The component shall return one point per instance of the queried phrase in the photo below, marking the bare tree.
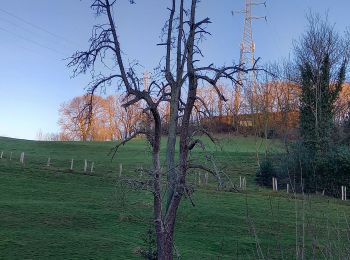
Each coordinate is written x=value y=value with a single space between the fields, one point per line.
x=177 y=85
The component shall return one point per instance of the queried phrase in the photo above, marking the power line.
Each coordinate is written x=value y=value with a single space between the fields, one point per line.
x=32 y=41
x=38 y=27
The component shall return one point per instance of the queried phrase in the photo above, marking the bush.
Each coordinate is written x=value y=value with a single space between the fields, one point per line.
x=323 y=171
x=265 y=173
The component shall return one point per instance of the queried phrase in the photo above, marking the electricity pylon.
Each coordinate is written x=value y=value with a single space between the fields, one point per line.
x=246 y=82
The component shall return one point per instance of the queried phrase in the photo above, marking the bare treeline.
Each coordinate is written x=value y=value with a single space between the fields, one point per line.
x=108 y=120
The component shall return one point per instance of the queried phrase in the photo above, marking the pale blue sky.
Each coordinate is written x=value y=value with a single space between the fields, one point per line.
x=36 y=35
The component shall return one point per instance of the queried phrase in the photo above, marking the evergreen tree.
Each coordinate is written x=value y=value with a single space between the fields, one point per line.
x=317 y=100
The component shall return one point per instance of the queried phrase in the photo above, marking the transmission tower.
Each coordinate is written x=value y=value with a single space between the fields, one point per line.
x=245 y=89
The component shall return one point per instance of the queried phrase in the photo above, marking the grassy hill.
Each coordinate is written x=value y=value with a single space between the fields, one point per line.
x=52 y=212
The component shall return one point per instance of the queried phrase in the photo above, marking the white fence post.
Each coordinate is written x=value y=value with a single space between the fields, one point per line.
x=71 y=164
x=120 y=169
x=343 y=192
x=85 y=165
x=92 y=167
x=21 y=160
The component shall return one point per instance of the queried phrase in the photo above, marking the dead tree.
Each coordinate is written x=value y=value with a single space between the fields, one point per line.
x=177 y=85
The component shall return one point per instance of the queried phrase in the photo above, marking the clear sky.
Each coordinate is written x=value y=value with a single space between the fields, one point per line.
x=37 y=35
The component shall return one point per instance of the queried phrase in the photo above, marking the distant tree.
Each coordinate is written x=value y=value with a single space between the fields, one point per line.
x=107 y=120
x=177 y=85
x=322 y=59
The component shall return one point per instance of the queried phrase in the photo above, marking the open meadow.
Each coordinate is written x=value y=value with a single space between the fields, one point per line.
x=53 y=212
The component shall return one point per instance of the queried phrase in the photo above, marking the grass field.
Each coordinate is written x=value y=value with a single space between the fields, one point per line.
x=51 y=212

> [YOUR OBJECTIVE]: Give back, word for word, only the lines above from the line holding "the power line." to the line holding "marking the bush.", both included.

> [RESPONSE BELOW]:
The component shall return one point per instance of the queried phrase in the photo above, marking the power line.
Each coordinate is written x=value y=value with a single space between the fields, one point per line.
x=32 y=41
x=38 y=27
The component shall return one point per instance of the queried phrase in the photo above, marking the bush.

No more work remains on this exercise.